The strategic priorities of Digital Bangladesh are:

  1. Human resource development
  2. Connecting citizens
  3. Digital government for pro-poor service delivery
  4. ICT in business

Now considering where the Bangladesh government is starting from, and potential impeding factors like lack of skills, infrastructure, integration among interventions and political unrest in the country, the Digital Bangladesh goal of a discrimination, corruption, poverty and hunger free happy, prosperous and educated mid-income country driven by ICTs by 2021, is quite ambitious.

There is no quick solution to these issues, and doing anything on a national scale is very complex and depends on many factors, however, we are hopeful because Bangladesh has achieved most of the targets under MDG goals well before the deadline, and Digital Bangladesh has already achieved three major impacts:

New Technologies

To create enabling environment the government has formed several policies like

  1. National ICT policy 2009
  2. Right to Information Act 2009
  3. Information and Communication Technology (Amendment) Act, 2009
  4. Bangladesh Hi-tech Park Authority Act, 2010
  5. International Long Distance Telecommunications Services Policy (ILDTS)
  6. Telecommunications Act, 2010
  7. Bangladesh Telegraph and Telephone Board Act, 2009
  8. Broadband Policy, 2009
  9. Pornography Act, 2011
  10. Rural Connectivity Policy 2010
  11. Format of the Public Private Partnership Policy

The enabling policies made it possible for corporate sector to reach the bottom of the pyramid and as a result mobile subscription, Internet subscription, and use of ICTs in every step of life had a tremendous increase.

In addition, we’ve seen a welcomed increase in new technologies. Previously, WiMAX, VOIP, 3G and Community Radio were illegal in Bangladesh. As a result of Digital Bangladesh, WiMax technology was legalised in 2009. VOIP was legalised in early 2010, and the Government has issued licenses for community radio starting in December 2010.  The 3G technology providers have received licence to start operation from October 2013.

WORK REQUEST 1 :: Reproduce the Digital Bangladesh text word for word, everything from "In addition, we’ve" down to "from October 2013.".
WORK REQUEST 2 :: Which strategic priorities of Digital Bangladesh does the Digital Bangladesh text name?

INFORMATION SHOWN ::
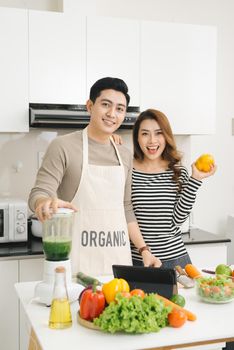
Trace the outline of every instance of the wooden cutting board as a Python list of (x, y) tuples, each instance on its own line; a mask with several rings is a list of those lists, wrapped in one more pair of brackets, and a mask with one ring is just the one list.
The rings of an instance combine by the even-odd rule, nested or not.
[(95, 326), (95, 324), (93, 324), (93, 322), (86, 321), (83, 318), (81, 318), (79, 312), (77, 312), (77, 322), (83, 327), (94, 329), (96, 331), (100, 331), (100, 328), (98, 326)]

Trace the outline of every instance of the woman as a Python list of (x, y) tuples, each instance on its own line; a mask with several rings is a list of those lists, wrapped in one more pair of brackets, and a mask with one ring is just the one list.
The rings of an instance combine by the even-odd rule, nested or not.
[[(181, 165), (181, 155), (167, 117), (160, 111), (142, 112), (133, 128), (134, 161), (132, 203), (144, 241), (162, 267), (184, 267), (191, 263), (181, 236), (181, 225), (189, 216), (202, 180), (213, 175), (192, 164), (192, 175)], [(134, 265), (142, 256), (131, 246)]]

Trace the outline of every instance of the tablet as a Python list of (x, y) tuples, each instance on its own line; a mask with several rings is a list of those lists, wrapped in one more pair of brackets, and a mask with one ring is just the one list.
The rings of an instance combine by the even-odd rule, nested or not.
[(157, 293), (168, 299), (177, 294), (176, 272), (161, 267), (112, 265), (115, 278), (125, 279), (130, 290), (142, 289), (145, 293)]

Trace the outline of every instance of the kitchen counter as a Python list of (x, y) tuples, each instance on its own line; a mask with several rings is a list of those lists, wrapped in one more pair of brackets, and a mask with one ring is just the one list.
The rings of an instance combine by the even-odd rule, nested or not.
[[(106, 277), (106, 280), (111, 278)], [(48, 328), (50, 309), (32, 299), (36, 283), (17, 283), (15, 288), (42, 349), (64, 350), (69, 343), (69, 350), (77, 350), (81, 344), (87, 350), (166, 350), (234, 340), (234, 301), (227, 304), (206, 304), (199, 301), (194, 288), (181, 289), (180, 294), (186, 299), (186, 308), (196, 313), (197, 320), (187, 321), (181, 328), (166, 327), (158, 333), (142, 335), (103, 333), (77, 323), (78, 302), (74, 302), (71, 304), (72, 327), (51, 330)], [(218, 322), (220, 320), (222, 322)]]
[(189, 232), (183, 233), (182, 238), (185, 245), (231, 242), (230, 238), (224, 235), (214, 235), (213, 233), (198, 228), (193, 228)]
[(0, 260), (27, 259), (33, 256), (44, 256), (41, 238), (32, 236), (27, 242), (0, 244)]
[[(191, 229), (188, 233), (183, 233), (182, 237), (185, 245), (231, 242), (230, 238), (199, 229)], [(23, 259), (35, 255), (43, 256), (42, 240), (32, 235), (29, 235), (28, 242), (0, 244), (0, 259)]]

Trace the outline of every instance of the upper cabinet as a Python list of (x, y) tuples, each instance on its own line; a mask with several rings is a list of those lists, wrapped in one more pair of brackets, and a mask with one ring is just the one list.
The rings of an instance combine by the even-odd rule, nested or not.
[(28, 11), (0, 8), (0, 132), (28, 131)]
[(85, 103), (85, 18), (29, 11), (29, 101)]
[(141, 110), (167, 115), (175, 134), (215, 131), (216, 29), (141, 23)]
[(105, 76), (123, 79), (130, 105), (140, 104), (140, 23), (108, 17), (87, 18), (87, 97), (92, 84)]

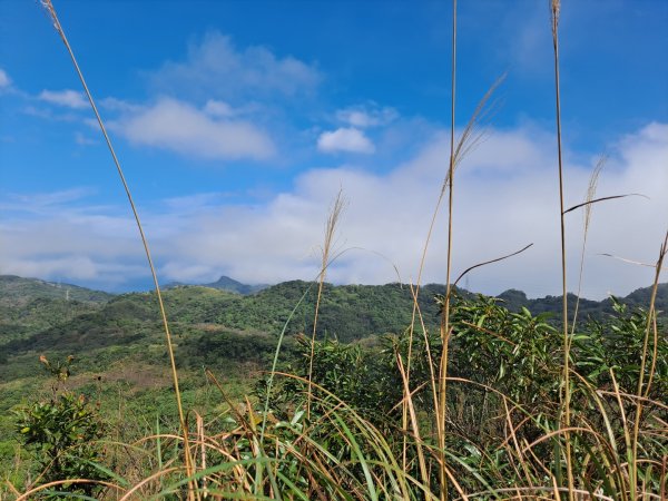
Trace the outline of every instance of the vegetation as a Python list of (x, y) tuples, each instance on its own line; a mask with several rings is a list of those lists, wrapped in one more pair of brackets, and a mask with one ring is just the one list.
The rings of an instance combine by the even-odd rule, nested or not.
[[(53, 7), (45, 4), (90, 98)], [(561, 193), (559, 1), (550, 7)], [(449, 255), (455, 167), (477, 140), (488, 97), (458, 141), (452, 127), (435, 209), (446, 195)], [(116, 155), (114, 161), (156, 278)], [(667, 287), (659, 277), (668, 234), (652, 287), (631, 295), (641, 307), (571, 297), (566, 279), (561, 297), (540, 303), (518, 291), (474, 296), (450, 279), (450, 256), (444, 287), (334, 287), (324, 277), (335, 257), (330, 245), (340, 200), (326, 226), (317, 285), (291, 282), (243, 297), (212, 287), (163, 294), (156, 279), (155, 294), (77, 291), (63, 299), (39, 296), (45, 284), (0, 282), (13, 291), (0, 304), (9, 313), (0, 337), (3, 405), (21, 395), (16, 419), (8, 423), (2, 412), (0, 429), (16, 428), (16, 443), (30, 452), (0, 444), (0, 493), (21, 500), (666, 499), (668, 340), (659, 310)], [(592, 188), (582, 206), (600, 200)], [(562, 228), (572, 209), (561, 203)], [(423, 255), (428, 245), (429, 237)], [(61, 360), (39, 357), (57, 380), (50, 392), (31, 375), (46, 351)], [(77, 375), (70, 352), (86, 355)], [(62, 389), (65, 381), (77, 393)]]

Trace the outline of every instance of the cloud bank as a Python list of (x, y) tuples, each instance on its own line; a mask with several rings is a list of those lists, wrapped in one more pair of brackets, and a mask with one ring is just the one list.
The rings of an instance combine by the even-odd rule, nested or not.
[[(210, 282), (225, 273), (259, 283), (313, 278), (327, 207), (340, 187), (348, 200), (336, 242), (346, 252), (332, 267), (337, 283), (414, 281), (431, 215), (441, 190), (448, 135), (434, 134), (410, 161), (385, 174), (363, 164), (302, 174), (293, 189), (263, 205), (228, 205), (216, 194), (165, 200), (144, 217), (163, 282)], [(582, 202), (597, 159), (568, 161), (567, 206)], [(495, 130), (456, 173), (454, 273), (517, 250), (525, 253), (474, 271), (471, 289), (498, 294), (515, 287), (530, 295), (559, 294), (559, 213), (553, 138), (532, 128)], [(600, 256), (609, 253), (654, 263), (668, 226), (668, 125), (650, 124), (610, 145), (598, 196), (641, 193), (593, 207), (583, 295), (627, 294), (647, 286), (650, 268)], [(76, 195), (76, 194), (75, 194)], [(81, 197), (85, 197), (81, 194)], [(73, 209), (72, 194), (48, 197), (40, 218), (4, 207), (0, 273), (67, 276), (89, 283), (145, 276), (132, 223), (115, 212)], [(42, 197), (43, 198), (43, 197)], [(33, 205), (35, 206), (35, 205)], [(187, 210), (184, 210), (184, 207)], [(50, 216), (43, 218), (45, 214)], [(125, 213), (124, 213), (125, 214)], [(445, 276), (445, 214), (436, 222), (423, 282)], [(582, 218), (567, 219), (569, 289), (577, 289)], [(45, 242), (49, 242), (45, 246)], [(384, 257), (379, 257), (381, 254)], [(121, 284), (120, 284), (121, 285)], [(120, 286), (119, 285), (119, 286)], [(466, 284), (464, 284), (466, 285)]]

EXERCISE RESULT 1 ::
In addition, we’ve seen a welcomed increase in new technologies. Previously, WiMAX, VOIP, 3G and Community Radio were illegal in Bangladesh. As a result of Digital Bangladesh, WiMax technology was legalised in 2009. VOIP was legalised in early 2010, and the Government has issued licenses for community radio starting in December 2010.  The 3G technology providers have received licence to start operation from October 2013.

EXERCISE RESULT 2 ::
1. Human resource development
2. Connecting citizens
3. Digital government for pro-poor service delivery
4. ICT in business